* Start *

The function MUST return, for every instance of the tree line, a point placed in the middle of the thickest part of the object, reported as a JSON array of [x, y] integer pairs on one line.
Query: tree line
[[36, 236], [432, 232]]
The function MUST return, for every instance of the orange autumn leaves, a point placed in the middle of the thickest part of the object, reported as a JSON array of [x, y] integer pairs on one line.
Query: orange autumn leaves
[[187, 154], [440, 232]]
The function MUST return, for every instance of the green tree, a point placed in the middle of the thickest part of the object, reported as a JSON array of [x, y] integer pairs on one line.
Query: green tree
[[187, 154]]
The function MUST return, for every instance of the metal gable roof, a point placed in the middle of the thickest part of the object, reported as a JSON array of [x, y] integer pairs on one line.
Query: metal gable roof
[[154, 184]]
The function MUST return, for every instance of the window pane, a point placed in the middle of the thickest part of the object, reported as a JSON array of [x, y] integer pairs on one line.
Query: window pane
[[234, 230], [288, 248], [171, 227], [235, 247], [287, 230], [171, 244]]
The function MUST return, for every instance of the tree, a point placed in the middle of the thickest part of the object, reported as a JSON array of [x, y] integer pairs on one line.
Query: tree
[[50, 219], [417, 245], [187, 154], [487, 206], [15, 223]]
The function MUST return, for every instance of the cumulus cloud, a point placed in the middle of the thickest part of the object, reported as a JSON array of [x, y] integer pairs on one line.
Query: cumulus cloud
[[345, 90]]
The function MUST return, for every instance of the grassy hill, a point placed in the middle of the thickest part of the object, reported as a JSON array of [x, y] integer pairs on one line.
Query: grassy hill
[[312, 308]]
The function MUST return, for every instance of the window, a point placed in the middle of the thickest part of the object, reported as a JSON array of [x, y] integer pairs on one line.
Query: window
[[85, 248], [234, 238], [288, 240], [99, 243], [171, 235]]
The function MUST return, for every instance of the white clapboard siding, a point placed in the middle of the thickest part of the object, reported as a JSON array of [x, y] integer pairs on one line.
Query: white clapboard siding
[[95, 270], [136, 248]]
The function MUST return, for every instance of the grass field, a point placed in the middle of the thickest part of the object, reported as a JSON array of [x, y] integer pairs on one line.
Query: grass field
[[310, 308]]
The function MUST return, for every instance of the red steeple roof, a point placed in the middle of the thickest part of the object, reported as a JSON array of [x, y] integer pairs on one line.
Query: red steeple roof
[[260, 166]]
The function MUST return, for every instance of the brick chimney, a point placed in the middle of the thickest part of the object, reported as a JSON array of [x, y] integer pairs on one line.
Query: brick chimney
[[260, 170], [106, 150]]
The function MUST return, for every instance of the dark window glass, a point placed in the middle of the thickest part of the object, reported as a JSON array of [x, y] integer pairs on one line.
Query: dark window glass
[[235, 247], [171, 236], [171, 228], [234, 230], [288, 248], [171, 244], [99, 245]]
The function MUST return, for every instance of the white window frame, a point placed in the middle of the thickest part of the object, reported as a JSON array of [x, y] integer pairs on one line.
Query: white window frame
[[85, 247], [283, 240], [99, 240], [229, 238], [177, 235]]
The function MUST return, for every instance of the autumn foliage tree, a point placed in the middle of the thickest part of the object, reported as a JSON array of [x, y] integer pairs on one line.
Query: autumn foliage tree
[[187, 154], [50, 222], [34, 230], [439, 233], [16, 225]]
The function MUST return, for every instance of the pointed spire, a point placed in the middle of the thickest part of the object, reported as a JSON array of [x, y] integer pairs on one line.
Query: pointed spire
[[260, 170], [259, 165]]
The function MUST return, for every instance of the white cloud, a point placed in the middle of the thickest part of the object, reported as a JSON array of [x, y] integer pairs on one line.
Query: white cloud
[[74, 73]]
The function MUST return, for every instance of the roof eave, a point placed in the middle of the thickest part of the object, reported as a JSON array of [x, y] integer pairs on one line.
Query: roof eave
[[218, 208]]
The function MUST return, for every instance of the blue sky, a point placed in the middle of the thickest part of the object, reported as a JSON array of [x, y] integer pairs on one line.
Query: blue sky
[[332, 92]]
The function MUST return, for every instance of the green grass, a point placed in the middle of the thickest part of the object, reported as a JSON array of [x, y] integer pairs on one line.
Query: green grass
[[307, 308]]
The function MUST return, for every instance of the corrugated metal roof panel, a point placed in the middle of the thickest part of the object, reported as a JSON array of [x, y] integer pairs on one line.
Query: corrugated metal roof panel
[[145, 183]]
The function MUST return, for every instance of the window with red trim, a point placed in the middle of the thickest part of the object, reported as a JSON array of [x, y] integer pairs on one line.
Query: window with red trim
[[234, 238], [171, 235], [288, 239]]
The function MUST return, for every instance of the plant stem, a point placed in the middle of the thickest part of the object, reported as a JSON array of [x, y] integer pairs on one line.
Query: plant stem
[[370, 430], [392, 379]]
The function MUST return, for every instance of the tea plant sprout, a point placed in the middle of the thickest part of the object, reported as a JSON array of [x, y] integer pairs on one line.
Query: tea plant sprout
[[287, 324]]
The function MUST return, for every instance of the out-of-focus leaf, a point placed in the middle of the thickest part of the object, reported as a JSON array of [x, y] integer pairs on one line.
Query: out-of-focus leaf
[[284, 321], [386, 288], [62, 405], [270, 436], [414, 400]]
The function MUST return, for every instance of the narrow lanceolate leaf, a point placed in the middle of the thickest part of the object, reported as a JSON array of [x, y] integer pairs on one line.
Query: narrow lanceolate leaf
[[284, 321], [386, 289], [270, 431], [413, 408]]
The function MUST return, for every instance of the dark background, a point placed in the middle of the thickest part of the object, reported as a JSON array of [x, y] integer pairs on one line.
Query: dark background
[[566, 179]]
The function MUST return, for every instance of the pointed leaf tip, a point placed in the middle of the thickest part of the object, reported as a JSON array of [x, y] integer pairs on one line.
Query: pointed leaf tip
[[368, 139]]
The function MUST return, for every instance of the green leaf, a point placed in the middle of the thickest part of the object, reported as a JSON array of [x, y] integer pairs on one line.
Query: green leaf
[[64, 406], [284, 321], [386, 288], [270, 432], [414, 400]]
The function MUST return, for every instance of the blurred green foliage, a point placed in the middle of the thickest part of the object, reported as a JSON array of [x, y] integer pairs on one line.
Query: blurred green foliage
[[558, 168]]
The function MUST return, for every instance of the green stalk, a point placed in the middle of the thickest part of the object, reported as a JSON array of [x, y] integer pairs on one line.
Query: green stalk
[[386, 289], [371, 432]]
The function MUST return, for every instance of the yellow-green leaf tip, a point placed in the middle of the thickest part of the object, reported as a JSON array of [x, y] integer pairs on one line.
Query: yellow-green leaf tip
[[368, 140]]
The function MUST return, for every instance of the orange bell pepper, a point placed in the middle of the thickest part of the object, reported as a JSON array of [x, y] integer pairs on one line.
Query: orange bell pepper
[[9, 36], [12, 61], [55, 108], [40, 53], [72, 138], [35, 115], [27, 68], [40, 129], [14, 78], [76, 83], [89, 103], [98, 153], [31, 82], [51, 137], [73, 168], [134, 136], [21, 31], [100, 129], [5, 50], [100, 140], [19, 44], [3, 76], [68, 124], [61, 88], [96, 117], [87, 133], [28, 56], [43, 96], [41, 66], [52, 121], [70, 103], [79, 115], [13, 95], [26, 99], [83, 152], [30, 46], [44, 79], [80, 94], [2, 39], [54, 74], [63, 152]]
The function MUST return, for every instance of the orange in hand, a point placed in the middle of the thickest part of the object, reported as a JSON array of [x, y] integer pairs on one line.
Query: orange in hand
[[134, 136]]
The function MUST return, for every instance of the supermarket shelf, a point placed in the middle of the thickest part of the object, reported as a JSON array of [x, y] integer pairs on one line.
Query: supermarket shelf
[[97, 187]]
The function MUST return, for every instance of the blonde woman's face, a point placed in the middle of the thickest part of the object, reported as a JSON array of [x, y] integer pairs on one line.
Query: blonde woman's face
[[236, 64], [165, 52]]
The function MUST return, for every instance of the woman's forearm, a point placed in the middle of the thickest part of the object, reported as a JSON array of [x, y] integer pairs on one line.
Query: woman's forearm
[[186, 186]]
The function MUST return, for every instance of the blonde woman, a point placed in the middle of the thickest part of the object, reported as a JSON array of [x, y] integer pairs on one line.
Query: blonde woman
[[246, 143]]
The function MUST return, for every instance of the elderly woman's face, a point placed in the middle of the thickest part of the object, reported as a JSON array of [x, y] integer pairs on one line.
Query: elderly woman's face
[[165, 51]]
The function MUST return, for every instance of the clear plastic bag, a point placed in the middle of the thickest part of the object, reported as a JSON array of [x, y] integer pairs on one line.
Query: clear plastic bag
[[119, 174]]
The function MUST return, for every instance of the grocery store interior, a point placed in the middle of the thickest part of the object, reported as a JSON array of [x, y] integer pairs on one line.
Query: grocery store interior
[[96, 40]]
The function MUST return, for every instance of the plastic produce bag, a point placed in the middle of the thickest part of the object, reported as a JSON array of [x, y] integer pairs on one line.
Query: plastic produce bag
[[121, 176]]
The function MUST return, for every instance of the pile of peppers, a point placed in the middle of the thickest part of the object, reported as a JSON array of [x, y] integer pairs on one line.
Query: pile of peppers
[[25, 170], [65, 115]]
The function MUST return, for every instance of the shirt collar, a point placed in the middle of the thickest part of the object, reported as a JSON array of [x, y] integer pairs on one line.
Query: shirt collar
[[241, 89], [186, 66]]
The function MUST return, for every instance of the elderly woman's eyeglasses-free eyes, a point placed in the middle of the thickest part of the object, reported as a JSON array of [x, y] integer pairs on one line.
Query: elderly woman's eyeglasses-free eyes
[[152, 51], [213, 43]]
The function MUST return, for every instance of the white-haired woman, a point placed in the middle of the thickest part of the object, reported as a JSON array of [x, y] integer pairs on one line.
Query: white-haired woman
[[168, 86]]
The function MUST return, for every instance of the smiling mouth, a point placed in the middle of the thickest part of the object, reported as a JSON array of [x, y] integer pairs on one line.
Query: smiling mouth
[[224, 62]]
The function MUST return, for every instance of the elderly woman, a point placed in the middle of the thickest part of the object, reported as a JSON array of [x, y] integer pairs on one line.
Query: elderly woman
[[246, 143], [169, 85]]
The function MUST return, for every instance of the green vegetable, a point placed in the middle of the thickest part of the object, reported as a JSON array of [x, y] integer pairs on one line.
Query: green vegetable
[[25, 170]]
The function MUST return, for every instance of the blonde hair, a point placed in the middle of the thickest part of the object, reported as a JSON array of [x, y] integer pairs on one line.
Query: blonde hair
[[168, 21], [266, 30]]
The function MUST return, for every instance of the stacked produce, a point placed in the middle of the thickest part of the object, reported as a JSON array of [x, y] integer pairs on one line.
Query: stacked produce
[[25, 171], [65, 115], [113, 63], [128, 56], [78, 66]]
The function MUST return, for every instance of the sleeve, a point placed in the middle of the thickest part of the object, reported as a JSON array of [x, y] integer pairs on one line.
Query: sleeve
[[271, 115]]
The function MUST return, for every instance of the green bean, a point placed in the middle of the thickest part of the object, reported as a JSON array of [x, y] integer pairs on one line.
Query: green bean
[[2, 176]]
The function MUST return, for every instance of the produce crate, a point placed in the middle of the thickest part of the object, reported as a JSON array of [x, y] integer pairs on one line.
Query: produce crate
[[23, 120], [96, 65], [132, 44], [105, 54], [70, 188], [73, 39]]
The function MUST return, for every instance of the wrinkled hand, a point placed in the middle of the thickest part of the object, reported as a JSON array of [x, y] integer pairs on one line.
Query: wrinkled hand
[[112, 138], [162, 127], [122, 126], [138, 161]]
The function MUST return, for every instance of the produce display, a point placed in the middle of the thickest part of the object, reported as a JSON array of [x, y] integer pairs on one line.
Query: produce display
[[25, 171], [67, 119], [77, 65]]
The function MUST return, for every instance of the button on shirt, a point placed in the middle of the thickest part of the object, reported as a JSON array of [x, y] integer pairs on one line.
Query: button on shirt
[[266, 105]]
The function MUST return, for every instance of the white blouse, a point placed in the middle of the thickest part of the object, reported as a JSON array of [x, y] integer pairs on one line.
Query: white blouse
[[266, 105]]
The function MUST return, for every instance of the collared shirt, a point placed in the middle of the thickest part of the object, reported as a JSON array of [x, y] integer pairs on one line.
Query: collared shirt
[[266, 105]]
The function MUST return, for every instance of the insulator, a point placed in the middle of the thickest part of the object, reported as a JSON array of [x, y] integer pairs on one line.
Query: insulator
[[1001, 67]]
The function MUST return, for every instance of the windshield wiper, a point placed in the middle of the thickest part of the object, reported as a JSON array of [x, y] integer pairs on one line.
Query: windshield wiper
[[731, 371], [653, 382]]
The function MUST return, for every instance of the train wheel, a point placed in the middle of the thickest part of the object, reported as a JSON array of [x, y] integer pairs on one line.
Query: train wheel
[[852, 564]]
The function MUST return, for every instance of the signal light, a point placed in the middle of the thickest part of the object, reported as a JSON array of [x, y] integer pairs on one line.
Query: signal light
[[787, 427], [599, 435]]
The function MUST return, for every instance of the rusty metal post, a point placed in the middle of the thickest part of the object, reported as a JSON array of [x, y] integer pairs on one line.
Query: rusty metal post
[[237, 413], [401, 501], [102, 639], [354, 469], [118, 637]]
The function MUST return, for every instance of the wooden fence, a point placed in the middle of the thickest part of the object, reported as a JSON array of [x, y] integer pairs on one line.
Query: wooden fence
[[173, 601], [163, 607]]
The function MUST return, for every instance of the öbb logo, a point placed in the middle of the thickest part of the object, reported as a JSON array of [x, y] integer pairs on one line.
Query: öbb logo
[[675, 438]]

* End *

*Instruction*. Copy out the rows from the line containing "window pane, a" through the line containing "Query: window pane", with both of those lines included.

*Response*.
The function MUST return, for every instance of the window pane, a point placed in the middle of the thickest part of the object, reported as a JSON array of [x, y] integer pairs on one line.
Query: window pane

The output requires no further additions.